Estratto dalla fonte ->
Ricorderemo a lungo le elezioni politiche che si sono appena svolte. E
per tanti motivi che non starò qui ad elencare tanto sono noti e
all’attenzione di tutti. Ma ce n’è uno che sarebbe storicamente ingiusto
sottovalutare. Dai risultati emerge l’assenza dal Parlamento di un
soggetto unitario di destra. Non era mai accaduto dal 1948.
Prima con il Movimento Sociale Italiano (sia pure nel 1976 con
l’appendice scissionistica di Democrazia nazionale), poi con Alleanza
nazionale, c’è sempre stata nelle massime assemblee rappresentative un
movimento riconducibile ad una storia, ad una cultura, a dei valori che
sono stati qualificati “di destra” e come tali sono stati percepiti e
riconosciuti da masse crescenti di cittadini.
Non saranno i nove deputati di Fratelli d’Italia e i pochi
“destristi” sopravvissuti alla mattanza consumatasi nella compilazione
delle liste del Pdl, a poter rappresentare la destra per quel che è o
dovrebbe essere. Chi ritiene, mettendosi la coscienza a posto, che
bastano appunto poche frammentarie e slegate, per quanto
rispettabilissime presenze, riferite ad un mondo in via di estinzione
(almeno dal punto di vista parlamentare), per poter sostenere che la
destra esiste, vuol dire che si accontenta di poco. E magari cerca alibi
alla propria inerzia.

Dettagli del compito -> Prosegui l'articolo sulla destra assente dal Parlamento a partire dall'ultima frase. I dati qui sotto non servono per questo lavoro.

Dati raccolti ->
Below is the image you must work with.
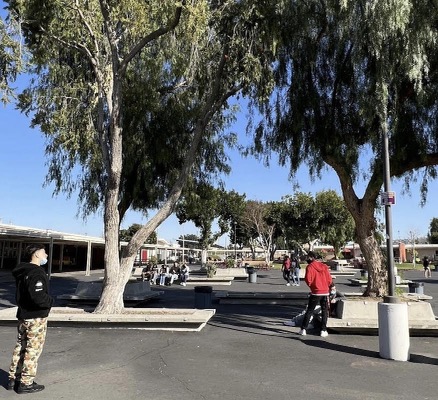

Risultato del compito ->
La verità è che la destra è stata scientificamente asfaltata. Gli
esponenti e gli aspiranti candidati esclusi che non hanno inteso seguire
l’impervia e rispettabile strada intrapresa da Fratelli d’Italia, né si
sono riconosciuti nel partito di Storace, adesso sono senza casa. Ma, a
ben vedere, lo sono anche i pochi inquilini che hanno trovato posto
nelle liste berlusconiane che tuttavia per le posizioni ottenute non
sono stati eletti.
I parlamentari provenienti da An che si sono acconciati a
testimoniare le loro differenze, dando vita a Fratelli d’Italia e a La
Destra (che non ha ottenuto seggi), da quello che doveva essere il
partito unico del centrodestra, non credo, comunque, che possano
sentirsi appagati della loro scelta. Immagino che registrino, come
tutti, il fallimento di un progetto del partito unico del centrodestra
che, a conti fatti, non era maturo, né culturalmente, né tantomeno
politicamente. Fallimento suggellato dalla scomparsa politica di
Gianfranco Fini e del suo velleitario movimento che, in verità, non è
mai decollato proprio perché negava la destra in radice.
La storia di questi ultimi cinque anni la si può leggere in tanti
modi, ma credo che con la piega che hanno preso gli eventi si possa dire
che la destra è stata “cannibalizzata” per non aver saputo esprimere
all’interno del contesto berlusconiano una propria identità, fattore
che ha pregiudicato il suo apporto alla costruzione del nuovo partito.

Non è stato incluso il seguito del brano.